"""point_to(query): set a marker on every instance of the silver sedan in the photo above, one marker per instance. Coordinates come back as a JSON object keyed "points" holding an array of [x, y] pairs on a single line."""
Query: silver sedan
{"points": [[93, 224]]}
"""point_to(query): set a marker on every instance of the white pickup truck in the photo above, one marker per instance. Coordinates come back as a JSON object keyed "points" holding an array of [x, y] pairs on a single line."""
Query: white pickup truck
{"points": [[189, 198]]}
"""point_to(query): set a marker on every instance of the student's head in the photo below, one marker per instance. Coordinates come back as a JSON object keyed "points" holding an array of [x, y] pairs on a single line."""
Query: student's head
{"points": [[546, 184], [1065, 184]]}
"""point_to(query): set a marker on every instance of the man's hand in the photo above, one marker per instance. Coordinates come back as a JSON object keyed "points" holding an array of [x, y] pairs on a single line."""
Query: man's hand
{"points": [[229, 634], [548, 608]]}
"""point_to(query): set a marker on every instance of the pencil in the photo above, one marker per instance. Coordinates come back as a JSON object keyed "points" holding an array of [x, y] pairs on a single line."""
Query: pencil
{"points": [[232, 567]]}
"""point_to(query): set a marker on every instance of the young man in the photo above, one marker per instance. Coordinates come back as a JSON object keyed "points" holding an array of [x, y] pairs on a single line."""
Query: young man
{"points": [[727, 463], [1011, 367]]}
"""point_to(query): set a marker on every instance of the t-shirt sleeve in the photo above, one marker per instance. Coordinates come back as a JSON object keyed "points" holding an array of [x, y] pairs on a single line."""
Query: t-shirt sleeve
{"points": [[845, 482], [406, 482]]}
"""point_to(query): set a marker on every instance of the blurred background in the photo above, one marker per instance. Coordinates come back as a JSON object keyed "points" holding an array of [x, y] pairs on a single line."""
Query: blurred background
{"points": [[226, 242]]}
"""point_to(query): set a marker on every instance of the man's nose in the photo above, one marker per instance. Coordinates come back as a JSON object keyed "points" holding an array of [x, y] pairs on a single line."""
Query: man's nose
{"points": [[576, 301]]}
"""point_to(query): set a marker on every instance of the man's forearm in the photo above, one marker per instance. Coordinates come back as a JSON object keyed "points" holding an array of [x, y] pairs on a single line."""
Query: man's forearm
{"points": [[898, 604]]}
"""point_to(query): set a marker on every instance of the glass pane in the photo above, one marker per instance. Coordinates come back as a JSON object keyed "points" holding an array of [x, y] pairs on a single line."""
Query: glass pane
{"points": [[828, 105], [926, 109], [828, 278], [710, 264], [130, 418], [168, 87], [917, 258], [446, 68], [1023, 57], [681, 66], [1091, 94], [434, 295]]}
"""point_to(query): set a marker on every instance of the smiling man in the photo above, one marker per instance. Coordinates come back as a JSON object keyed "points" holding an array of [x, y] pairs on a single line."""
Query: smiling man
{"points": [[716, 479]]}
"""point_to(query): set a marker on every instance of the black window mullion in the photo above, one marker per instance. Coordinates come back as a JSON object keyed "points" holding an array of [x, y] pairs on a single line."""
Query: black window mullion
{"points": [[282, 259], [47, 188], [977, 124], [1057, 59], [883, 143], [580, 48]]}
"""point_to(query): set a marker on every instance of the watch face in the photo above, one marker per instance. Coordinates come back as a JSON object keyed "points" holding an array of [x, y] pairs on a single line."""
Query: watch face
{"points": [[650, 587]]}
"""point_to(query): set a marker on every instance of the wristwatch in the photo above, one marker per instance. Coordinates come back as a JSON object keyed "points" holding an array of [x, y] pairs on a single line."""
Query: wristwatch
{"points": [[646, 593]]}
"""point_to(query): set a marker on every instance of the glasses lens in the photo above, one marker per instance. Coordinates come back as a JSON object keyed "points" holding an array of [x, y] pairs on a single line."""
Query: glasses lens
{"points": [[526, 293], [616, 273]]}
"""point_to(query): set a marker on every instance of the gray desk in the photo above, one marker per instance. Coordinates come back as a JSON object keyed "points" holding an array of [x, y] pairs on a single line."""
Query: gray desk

::::

→ What is required:
Each record is to be repeated word for word, with none skipped.

→ Result for this exercise:
"""point_to(query): set a marker on every instance of the silver sedan in the photo above, one marker per instance. Coordinates come back as a JSON object keyed "points" holding an array of [x, y] pairs on a single line."""
Query: silver sedan
{"points": [[93, 224]]}
"""point_to(query): set a marker on every instance of the white pickup truck in the photo above, one marker per instance. Coordinates come back as a JSON object keyed "points" holding an array of [x, y] pairs on a single line."""
Query: white pickup truck
{"points": [[189, 198]]}
"""point_to(query): set a marker on every instance of the student's head in the photo below, one marker per instance. Coordinates come back as a JSON object keyed "points" holding an array of [x, y] pairs on a single line."""
Query: student's head
{"points": [[546, 184], [1065, 184]]}
"""point_to(query): set a marker on every instance of the man's hand in the photo above, one marker per instance. Coordinates come back as a JSON object keyed "points" holding an array of [x, y] pairs on a single line."""
Query: man's hand
{"points": [[229, 634], [548, 608]]}
"""point_to(query): set a marker on every instance of the pencil in the photo above, one marker per instance. Coordinates come back as a JSON object keyed "points" holding an array of [x, y] pairs on a single line."""
Query: pencil
{"points": [[232, 567]]}
"""point_to(query): set a marker on every instance of the young man in the photo above, one marker per instance. Coordinates come back as a JSON object keyed "points" holding an array of [x, y] pairs on a single line."""
Query: young man
{"points": [[727, 463], [1011, 367]]}
"""point_to(query): set a marker on every instance of the t-shirt sleeve in the photo above, one marker per instance. Coordinates come back as a JSON object keyed "points" holding an array of [x, y] pairs on a single line."""
Query: t-shirt sleeve
{"points": [[845, 482], [406, 482]]}
"""point_to(query): set a marker on every instance of the blurred background in the photo above, one marker per instance. Coordinates come back as a JSON object keyed "points" holding an array of [x, y] pairs on a single line."""
Query: blurred background
{"points": [[226, 242]]}
"""point_to(query): set a marker on every instance of the man's nose in the photo above, one marker per instance. Coordinates come back as a JSON object keyed "points" holding an array of [x, y] pairs on a single line."""
Query: man's nose
{"points": [[576, 301]]}
"""point_to(query): set a marker on every instance of the man's forearm in the photo above, one marker per instance. Coordinates come back as a JSON object keyed "points" holding an array of [x, y] pairs on a single line."""
Query: man's forearm
{"points": [[898, 604]]}
"""point_to(query): set a marker on every instance of the glass pane in the photo above, one marker per instance. Coordinates come back as a JSON object keyed "points" holding an array of [x, y] pairs on a single line."""
Query: glass pane
{"points": [[828, 105], [926, 109], [828, 278], [710, 264], [130, 418], [168, 87], [917, 258], [446, 68], [1023, 57], [681, 66], [1091, 94], [434, 295]]}
"""point_to(query): set a marker on every instance of the smiling man in the photo above, one marker per instance. Coordinates come back as a JSON object keyed "points" holding an array of [x, y] pairs on a single line."""
Query: smiling man
{"points": [[716, 479]]}
"""point_to(query): set a marker on every instance of the black window mullion in the photo above, one marker per instance. Coordinates come back as a JSON object keyed "points" holding an array of [x, y] pairs on a single line."""
Query: black window mullion
{"points": [[282, 259], [47, 188], [977, 124], [1057, 59], [883, 143], [580, 48]]}
"""point_to(query): set a marker on every instance of the watch face in the photo above, one marker per instance. Coordinates come back as a JSON object keyed "points" holding an array of [x, y] pairs on a single line."""
Query: watch face
{"points": [[650, 587]]}
"""point_to(query): set a marker on every instance of the wristwatch in the photo above, one marker per instance. Coordinates come back as a JSON object keyed "points" holding an array of [x, y] pairs on a single line."""
Query: wristwatch
{"points": [[646, 593]]}
"""point_to(query): set a marker on every instance of the glasses lens in the photo above, one marker per instance. Coordinates come back as a JSON object keyed "points" holding an array of [x, y] pairs on a single line."""
Query: glasses lens
{"points": [[526, 293], [616, 273]]}
"""point_to(query): set a marker on every instance of the gray desk in the photo above, one marker per instance. Coordinates come back as a JSON object keyed "points" holding an array of [x, y] pairs on a single line."""
Query: gray desk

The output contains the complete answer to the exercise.